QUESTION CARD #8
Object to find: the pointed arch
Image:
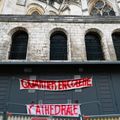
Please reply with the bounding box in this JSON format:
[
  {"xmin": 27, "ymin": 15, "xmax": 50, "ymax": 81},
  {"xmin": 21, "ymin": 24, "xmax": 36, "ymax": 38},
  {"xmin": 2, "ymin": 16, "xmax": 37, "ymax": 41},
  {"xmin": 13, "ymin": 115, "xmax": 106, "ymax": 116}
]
[
  {"xmin": 27, "ymin": 4, "xmax": 45, "ymax": 15},
  {"xmin": 112, "ymin": 29, "xmax": 120, "ymax": 60},
  {"xmin": 89, "ymin": 0, "xmax": 115, "ymax": 16},
  {"xmin": 85, "ymin": 31, "xmax": 104, "ymax": 60},
  {"xmin": 9, "ymin": 29, "xmax": 28, "ymax": 60},
  {"xmin": 50, "ymin": 31, "xmax": 68, "ymax": 60}
]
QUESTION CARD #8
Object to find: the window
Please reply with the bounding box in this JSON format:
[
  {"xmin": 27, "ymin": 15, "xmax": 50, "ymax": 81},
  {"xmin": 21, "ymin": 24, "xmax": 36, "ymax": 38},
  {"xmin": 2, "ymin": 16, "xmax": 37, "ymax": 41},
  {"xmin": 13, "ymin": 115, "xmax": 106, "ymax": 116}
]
[
  {"xmin": 9, "ymin": 30, "xmax": 28, "ymax": 59},
  {"xmin": 50, "ymin": 31, "xmax": 67, "ymax": 60},
  {"xmin": 31, "ymin": 11, "xmax": 40, "ymax": 16},
  {"xmin": 85, "ymin": 32, "xmax": 104, "ymax": 60},
  {"xmin": 90, "ymin": 0, "xmax": 115, "ymax": 16},
  {"xmin": 16, "ymin": 0, "xmax": 26, "ymax": 6},
  {"xmin": 112, "ymin": 32, "xmax": 120, "ymax": 60}
]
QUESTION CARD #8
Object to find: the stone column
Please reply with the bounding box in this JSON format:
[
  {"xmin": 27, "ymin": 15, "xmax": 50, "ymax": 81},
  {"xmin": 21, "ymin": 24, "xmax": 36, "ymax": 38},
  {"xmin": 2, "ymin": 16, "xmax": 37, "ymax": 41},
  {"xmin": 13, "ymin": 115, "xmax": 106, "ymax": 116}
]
[
  {"xmin": 81, "ymin": 0, "xmax": 89, "ymax": 16},
  {"xmin": 115, "ymin": 0, "xmax": 120, "ymax": 16},
  {"xmin": 103, "ymin": 32, "xmax": 116, "ymax": 61}
]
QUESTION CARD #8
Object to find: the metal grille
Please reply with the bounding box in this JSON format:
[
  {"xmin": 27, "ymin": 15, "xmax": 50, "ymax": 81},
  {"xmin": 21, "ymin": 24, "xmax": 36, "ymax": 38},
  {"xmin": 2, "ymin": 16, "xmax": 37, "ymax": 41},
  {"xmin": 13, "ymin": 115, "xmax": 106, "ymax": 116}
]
[
  {"xmin": 112, "ymin": 32, "xmax": 120, "ymax": 60},
  {"xmin": 85, "ymin": 32, "xmax": 104, "ymax": 60},
  {"xmin": 50, "ymin": 31, "xmax": 67, "ymax": 60},
  {"xmin": 9, "ymin": 31, "xmax": 28, "ymax": 59}
]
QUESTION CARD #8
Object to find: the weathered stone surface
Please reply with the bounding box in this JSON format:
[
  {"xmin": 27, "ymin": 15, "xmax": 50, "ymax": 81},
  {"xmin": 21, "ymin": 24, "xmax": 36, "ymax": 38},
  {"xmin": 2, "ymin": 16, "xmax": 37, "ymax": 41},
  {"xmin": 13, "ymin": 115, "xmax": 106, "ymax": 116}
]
[{"xmin": 0, "ymin": 16, "xmax": 120, "ymax": 62}]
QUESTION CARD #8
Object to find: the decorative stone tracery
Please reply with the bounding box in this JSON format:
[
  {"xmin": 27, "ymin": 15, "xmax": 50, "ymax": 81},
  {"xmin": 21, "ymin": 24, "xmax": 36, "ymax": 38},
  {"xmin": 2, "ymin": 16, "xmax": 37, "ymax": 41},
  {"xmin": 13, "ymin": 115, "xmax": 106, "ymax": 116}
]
[{"xmin": 90, "ymin": 0, "xmax": 115, "ymax": 16}]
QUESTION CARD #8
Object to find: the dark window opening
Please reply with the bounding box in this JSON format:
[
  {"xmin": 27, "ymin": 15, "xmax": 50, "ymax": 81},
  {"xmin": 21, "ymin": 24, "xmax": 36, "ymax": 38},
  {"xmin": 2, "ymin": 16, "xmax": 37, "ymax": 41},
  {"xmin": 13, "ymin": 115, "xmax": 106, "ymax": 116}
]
[
  {"xmin": 112, "ymin": 32, "xmax": 120, "ymax": 60},
  {"xmin": 85, "ymin": 32, "xmax": 104, "ymax": 60},
  {"xmin": 50, "ymin": 31, "xmax": 67, "ymax": 60},
  {"xmin": 31, "ymin": 11, "xmax": 40, "ymax": 16},
  {"xmin": 9, "ymin": 31, "xmax": 28, "ymax": 59}
]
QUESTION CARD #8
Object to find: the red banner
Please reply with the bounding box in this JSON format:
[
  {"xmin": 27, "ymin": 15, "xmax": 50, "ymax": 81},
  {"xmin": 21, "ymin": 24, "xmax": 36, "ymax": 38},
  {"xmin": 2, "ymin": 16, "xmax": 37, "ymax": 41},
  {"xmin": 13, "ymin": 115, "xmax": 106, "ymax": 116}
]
[
  {"xmin": 20, "ymin": 78, "xmax": 93, "ymax": 91},
  {"xmin": 26, "ymin": 104, "xmax": 80, "ymax": 117}
]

------

Report, in full, each line of the rows above that contains the string "stone". The match is case-sensitive.

▶ _The reply_:
Object to find: the stone column
Object to find: the weathered stone surface
Object to find: the decorative stone tracery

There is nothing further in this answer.